### WHAT THE TASK ASKS
Where the word "rock" appears in a line of the entries below, count that line and give the total alone.

### SUPPLIED RECORDS
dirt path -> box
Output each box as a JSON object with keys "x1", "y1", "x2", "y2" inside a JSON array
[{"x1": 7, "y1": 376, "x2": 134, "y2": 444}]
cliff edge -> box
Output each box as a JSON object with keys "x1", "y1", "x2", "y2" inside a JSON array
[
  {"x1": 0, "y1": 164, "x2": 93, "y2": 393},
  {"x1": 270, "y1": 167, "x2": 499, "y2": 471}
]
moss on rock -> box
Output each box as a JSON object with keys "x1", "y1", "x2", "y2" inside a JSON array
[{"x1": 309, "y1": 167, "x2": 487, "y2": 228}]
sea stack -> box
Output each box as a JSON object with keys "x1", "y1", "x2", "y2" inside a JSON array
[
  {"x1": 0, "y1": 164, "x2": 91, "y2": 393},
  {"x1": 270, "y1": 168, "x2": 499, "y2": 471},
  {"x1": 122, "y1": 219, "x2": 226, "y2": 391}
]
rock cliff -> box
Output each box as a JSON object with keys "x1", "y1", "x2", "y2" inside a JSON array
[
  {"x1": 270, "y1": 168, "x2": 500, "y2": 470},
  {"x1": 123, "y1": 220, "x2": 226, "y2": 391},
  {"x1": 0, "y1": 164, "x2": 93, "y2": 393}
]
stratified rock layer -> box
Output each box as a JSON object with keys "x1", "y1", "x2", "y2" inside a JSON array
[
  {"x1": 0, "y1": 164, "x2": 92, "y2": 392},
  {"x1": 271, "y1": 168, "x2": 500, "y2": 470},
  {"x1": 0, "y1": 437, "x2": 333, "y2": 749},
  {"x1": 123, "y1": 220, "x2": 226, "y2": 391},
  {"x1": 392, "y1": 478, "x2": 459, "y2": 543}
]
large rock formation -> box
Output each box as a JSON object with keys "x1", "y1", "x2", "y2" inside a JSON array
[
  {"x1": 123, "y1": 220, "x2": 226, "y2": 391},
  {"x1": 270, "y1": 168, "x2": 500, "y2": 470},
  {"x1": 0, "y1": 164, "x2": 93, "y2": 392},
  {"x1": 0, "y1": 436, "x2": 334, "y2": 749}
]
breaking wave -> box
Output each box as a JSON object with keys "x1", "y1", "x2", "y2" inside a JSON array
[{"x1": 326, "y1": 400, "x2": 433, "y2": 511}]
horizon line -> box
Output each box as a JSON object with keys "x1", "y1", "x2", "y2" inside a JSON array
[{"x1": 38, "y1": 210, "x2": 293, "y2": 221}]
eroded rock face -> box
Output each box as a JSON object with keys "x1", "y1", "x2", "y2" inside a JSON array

### FINISHED EXERCISE
5